*** DATA SUPPLIED ***
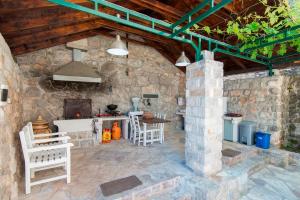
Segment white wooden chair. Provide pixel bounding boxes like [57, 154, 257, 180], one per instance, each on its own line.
[160, 114, 167, 142]
[131, 115, 160, 146]
[19, 125, 73, 194]
[128, 111, 143, 143]
[151, 113, 166, 143]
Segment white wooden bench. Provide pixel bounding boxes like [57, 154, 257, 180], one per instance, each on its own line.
[19, 124, 73, 194]
[27, 122, 68, 144]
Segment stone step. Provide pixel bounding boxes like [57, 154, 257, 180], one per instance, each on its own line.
[222, 142, 260, 167]
[102, 176, 181, 200]
[150, 180, 192, 200]
[152, 153, 268, 200]
[184, 155, 267, 200]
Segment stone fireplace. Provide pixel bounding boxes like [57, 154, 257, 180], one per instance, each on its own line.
[64, 98, 92, 119]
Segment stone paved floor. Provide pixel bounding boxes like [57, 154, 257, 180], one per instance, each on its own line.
[18, 130, 193, 200]
[18, 130, 300, 200]
[241, 162, 300, 200]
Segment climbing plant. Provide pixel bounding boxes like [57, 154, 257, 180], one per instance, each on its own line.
[191, 0, 300, 59]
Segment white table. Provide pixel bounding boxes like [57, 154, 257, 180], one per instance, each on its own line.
[94, 116, 129, 143]
[54, 116, 129, 144]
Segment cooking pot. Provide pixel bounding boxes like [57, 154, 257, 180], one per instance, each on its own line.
[107, 104, 118, 111]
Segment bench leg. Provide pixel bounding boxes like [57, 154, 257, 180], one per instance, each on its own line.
[25, 166, 31, 194]
[66, 148, 71, 184]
*** End of DATA SUPPLIED ***
Print each record exactly as it stands, omitting the pictures.

• RESULT
Segment white wooden chair. Provide pixel bounding boxes like [57, 154, 257, 180], one per instance, each on its own line.
[160, 114, 167, 142]
[131, 115, 160, 146]
[19, 125, 73, 194]
[128, 111, 143, 143]
[151, 113, 166, 143]
Segment white wooden bench. Provide pixel bounding boxes like [57, 154, 257, 180], one per instance, each on its own line.
[19, 124, 73, 194]
[27, 122, 68, 144]
Segment stone step. Provide pixel bounding boxes like [57, 154, 257, 180], one per instance, each on its own line.
[222, 142, 260, 167]
[102, 176, 181, 200]
[150, 180, 192, 200]
[152, 153, 268, 200]
[184, 155, 267, 200]
Segment stone fireplace. Provide pixel bounding boxes like [57, 154, 257, 180], one per instance, each on its own line.
[64, 98, 92, 119]
Segment stone paved floor. Provide pixel bounding boxes like [57, 154, 257, 180], one per instance, each on its own line.
[18, 130, 193, 200]
[18, 130, 300, 200]
[241, 162, 300, 200]
Segment climbing plant. Provide pixel bounding boxes like [57, 154, 257, 180], one per instance, each on its own line.
[191, 0, 300, 59]
Segment white table. Provide pixel bounding boxes like [57, 154, 257, 180], one per instance, each on its own line.
[94, 116, 129, 143]
[54, 116, 129, 144]
Segment cooking pot. Provide pixel bounding boxes like [57, 154, 257, 180], one per instance, each on its own line.
[107, 104, 118, 111]
Segment bench leg. Provide pixel bounding boxes like [57, 154, 257, 180], one per instance, each on its own line.
[25, 166, 31, 194]
[66, 148, 71, 184]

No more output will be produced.